[Data pulled from a collection]
__________
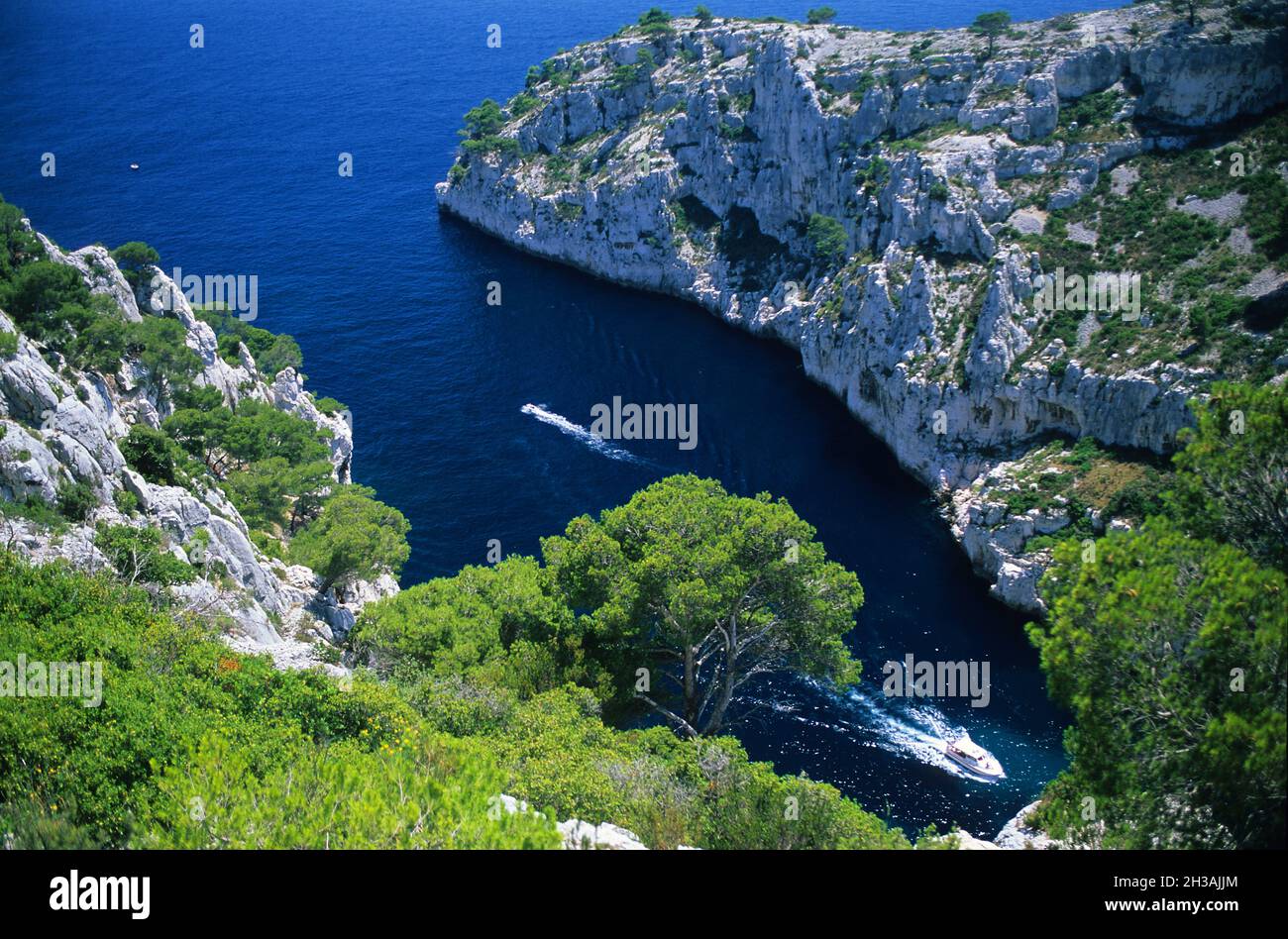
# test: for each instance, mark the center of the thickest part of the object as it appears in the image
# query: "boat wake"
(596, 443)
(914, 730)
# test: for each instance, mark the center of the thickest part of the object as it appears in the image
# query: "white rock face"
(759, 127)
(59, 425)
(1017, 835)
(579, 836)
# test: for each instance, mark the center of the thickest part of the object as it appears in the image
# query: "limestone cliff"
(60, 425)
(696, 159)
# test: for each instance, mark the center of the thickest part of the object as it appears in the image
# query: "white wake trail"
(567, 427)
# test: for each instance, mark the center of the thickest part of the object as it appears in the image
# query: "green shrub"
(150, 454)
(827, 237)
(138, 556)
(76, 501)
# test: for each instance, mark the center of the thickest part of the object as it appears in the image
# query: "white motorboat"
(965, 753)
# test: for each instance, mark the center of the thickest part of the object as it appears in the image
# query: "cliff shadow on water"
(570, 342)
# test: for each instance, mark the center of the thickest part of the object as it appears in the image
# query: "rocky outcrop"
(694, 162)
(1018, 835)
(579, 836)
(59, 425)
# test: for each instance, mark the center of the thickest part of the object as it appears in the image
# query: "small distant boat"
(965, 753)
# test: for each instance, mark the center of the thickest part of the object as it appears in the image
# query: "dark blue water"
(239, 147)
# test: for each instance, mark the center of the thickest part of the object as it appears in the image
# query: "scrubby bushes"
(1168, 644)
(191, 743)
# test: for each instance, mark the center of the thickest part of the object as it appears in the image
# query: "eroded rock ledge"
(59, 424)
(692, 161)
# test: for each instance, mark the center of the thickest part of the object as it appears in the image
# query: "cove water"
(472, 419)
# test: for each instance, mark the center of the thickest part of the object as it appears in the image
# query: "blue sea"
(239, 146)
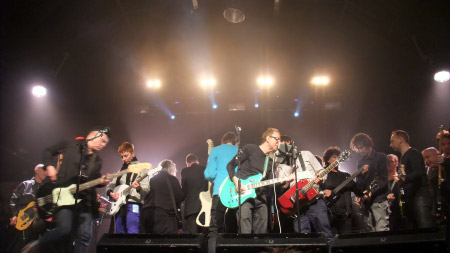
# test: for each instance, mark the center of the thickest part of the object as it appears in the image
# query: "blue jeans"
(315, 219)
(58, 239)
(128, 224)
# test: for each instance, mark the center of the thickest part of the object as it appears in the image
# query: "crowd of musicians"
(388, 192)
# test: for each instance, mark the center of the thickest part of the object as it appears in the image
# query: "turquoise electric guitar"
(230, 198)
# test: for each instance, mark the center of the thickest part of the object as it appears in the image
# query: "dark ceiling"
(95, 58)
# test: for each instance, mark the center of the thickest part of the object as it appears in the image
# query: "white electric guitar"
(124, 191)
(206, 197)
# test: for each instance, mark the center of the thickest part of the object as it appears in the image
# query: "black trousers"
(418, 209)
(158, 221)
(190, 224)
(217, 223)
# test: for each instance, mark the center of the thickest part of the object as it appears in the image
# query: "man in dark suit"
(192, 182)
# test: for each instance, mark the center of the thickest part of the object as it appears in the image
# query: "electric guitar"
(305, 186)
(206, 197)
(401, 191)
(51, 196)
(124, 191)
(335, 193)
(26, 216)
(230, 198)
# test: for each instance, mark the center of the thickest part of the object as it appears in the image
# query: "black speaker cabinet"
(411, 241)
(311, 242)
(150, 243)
__________
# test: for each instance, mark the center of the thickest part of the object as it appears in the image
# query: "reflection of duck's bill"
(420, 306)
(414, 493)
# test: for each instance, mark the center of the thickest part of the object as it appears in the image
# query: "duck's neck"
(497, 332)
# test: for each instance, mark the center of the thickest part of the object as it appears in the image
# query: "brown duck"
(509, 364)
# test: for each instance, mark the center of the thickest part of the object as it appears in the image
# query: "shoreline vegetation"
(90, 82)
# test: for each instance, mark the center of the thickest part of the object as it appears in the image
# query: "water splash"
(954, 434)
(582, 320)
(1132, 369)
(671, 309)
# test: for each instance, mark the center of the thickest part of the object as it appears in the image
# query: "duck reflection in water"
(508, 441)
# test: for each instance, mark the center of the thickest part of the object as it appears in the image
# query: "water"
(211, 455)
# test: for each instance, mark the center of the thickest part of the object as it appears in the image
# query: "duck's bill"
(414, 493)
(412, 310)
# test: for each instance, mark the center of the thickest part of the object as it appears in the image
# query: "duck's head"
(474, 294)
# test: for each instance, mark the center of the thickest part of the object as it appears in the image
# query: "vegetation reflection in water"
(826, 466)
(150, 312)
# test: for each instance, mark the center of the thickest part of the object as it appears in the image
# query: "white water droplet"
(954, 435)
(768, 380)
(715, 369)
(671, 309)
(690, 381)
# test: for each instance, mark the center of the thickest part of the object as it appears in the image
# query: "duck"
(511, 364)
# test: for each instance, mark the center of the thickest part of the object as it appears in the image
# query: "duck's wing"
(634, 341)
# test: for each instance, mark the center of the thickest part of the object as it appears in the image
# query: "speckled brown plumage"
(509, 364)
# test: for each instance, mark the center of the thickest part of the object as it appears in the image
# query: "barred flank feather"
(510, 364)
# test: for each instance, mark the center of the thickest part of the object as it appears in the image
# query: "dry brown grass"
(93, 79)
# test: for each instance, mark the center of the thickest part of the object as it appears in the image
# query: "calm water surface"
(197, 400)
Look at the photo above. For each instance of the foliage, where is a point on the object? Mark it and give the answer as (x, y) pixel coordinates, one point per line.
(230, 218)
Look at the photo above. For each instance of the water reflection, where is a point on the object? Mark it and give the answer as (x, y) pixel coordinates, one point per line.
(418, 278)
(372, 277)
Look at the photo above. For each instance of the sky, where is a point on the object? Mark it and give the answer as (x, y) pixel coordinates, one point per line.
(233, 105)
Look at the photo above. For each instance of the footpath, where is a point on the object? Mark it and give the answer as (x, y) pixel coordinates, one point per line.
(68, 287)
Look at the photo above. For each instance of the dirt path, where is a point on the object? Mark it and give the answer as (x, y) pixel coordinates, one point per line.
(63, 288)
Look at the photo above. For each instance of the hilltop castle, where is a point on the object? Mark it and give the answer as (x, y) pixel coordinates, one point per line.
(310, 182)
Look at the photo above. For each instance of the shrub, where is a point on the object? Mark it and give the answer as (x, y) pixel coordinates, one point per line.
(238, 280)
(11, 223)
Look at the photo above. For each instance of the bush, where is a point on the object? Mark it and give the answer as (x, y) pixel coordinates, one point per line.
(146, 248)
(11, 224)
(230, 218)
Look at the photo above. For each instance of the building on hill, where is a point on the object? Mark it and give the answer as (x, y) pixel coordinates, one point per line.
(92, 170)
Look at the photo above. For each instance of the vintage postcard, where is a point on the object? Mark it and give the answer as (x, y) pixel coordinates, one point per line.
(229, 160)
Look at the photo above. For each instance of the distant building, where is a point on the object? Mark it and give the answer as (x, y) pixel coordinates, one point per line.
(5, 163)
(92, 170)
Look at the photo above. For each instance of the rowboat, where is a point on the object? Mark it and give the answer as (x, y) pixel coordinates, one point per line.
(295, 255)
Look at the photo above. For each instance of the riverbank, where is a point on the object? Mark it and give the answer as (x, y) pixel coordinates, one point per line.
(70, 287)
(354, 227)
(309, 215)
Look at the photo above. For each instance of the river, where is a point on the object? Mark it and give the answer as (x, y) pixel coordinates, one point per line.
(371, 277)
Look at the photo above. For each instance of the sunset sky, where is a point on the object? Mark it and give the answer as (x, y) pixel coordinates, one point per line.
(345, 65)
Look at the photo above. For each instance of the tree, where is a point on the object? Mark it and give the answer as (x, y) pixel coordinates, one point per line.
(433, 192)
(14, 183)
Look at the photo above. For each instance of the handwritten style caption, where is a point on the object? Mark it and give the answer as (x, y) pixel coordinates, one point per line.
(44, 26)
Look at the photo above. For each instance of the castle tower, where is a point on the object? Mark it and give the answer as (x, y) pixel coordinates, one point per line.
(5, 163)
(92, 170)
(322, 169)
__________
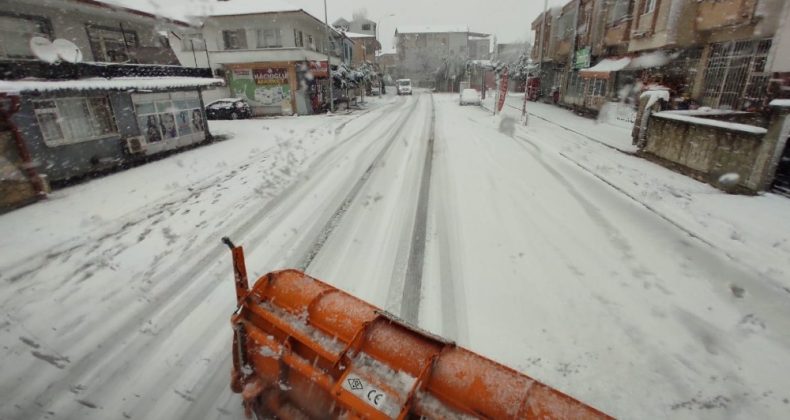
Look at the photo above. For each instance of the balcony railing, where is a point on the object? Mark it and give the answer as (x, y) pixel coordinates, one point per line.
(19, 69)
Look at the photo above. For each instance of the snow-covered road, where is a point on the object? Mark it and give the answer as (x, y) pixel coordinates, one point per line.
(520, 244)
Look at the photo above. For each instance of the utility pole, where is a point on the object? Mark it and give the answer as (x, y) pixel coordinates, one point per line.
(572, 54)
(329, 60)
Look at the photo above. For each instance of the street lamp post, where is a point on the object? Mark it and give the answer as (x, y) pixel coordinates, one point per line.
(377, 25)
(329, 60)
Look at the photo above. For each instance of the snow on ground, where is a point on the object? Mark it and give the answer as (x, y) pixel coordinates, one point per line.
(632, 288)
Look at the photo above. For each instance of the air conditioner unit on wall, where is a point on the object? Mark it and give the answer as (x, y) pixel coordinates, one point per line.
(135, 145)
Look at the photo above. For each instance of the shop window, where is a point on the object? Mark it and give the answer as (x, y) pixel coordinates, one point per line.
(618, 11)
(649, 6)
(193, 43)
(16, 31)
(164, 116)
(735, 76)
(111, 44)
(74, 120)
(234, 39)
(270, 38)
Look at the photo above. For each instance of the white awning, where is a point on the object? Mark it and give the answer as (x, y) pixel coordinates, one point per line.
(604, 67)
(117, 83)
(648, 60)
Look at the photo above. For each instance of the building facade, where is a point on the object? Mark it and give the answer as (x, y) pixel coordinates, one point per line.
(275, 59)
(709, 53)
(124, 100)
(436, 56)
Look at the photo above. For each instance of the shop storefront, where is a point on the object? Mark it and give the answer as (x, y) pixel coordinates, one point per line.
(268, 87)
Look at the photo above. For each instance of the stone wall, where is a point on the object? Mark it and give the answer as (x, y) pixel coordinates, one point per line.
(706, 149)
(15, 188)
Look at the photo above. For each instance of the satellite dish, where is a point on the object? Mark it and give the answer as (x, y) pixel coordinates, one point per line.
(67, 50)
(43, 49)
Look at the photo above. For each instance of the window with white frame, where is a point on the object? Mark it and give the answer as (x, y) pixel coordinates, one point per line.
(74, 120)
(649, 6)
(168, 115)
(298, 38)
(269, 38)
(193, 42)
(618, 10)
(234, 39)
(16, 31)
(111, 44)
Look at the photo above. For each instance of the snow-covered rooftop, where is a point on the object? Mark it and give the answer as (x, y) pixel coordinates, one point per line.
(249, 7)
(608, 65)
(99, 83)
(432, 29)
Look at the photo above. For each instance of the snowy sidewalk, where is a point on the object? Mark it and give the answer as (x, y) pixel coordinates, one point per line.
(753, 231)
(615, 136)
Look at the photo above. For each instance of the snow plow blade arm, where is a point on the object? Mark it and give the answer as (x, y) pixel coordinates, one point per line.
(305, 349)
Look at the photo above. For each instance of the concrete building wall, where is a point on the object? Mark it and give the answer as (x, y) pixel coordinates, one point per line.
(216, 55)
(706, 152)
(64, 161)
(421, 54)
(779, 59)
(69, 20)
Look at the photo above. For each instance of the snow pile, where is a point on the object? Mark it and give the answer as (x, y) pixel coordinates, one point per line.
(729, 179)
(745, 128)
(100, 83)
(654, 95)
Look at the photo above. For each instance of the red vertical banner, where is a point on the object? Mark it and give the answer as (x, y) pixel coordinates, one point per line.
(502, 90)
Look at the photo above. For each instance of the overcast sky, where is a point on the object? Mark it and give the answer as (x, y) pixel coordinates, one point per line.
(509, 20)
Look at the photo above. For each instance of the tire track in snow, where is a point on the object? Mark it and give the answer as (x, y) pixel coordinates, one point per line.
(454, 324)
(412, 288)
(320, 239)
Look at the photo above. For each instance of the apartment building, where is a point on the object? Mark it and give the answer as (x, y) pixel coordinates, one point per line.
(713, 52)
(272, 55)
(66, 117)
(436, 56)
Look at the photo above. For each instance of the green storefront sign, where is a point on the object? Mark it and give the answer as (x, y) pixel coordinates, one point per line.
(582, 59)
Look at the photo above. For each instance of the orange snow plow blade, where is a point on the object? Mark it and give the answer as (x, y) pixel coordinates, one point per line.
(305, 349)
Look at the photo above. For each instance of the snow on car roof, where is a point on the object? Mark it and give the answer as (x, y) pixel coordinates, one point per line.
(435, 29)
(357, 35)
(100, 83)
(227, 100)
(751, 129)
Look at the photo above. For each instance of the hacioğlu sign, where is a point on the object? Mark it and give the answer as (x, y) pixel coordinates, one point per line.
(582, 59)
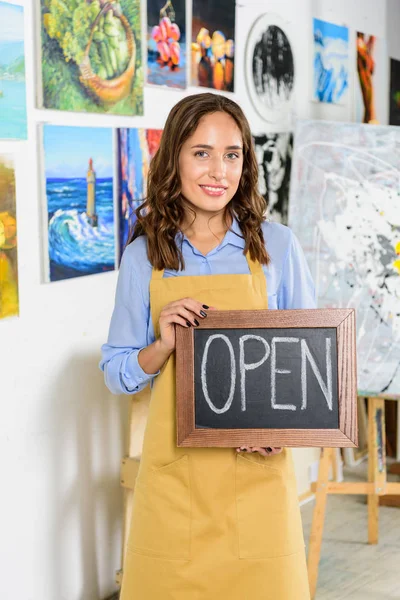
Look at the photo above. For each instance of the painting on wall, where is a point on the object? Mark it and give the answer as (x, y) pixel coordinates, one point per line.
__________
**Instructions to follow:** Rename "storefront" to "shopfront" in the entries from the line with "Look at the photo above. For each instance of the green" up to and including the line with "Look at the photo above. For each instance of the painting", and write out those lines again with nothing else changed. Leave the pictures out of the answer.

**In response:**
Look at the photo above. For each instance of the green shopfront sign, where is a point on the object? Mark it and give the answer as (x, y) pixel coordinates, one point per line.
(582, 59)
Look at the photo above. For each instance of the orange snow plow blade, where is a point on the object? Mark it and give the answer as (x, y) pixel coordinates, one point per line.
(305, 349)
Look at the photo above. For each instance of the snow on car roof, where is a point on the object? Mark it and give the answer as (x, y) pixel coordinates, one point per line.
(435, 29)
(357, 35)
(100, 83)
(227, 100)
(751, 129)
Look at the photo above. For each instance of the hacioğlu sign, where is a point on the object? Mark it and give the answer as (x, y) pixel coordinates, one point per line.
(582, 59)
Look at the photo above. For each instance of the painting on wall, where is a point on the object? Mark it and give the answer as (x, y) pixel coordinates, one point per line.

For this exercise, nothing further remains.